Given request: Rewrite the text on the two Bjarke Hvass Kure exhibitions from "Almost a month" up to and including "that I can’t.", substituting "midday" for "lunch time".

Almost a month has passed since I visited the exhibition venue Years in the Nørrebro region of Copenhagen around lunch time– and also returned there that same evening. A repeat visit was necessary if I wanted to see the two solo shows by Bjarke Hvass Kure, which were on display at the venue every day, but at different times – all over the course of just four dates. Between the hours of 12 to 4 p.m. When Attitudes Become Form was on, and between 7 and 10 p.m. Outside Of Any Given Context was shown. If it hadn’t been because these two exhibitions addressed such fundamental issues about the inner essence of the curated exhibition I would have left it at that. But I find that I can’t.
And yes, When Attitudes Become Form is an exhibition that relates to what is undoubtedly the most fetishised exhibition in all of curatorial history: Harald Szeemann’s 1969 exhibition bearing that same title, held at Kunsthalle Bern. Indeed, I freely admit that I was sceptical and fully prepared to hate this project when I first read the press release. We have seen it so many times: young cocks of the art walk (in this case even an academy student) cannibalising and cashing in on idioms and exhibition formats that have long since been firmly established by others. And the artists featured at the original Bern exhibition (André, Serra, Weiner, LeWitt, Haacke, etc.) are certainly amongst the most widely canonised figures in recent Western art history. However, the two graphically clean-cut exhibition posters placed at the entry of the old former shop – one for each exhibition – suggested that something else was at play here, too.

Material shown:
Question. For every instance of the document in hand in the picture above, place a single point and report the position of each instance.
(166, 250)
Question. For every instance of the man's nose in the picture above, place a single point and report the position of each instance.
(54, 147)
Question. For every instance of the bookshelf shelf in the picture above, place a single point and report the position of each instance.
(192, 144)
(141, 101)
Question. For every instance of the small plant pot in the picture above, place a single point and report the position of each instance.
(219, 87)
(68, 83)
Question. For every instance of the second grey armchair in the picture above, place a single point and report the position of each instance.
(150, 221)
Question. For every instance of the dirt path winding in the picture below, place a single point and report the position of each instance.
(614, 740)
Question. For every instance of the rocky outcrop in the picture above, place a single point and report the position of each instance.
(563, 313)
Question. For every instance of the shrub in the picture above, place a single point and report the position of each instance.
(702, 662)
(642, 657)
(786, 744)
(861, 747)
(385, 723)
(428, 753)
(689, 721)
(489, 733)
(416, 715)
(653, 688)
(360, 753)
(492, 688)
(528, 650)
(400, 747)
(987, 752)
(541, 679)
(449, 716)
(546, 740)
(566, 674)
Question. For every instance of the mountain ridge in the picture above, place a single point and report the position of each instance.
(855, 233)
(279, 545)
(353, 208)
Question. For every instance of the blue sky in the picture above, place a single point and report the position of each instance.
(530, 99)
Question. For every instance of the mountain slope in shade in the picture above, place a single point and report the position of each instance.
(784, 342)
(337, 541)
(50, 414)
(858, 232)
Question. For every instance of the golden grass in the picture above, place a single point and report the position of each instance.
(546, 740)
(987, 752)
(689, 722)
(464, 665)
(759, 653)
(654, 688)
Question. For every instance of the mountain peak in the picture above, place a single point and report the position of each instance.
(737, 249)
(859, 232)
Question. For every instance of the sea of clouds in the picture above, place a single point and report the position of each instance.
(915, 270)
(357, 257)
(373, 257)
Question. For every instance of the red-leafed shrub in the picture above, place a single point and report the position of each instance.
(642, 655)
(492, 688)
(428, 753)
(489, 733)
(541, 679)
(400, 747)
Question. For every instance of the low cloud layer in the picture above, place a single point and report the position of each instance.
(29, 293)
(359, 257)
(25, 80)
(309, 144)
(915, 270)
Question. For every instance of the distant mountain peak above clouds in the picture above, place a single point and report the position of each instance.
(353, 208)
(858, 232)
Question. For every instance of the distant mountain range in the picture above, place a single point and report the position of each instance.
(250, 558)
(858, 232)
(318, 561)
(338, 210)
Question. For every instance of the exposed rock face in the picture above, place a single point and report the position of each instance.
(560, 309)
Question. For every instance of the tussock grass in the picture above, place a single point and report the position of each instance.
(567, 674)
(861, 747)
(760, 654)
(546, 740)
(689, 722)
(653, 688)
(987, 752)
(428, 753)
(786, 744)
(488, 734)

Correct response:
Almost a month has passed since I visited the exhibition venue Years in the Nørrebro region of Copenhagen around midday– and also returned there that same evening. A repeat visit was necessary if I wanted to see the two solo shows by Bjarke Hvass Kure, which were on display at the venue every day, but at different times – all over the course of just four dates. Between the hours of 12 to 4 p.m. When Attitudes Become Form was on, and between 7 and 10 p.m. Outside Of Any Given Context was shown. If it hadn’t been because these two exhibitions addressed such fundamental issues about the inner essence of the curated exhibition I would have left it at that. But I find that I can’t.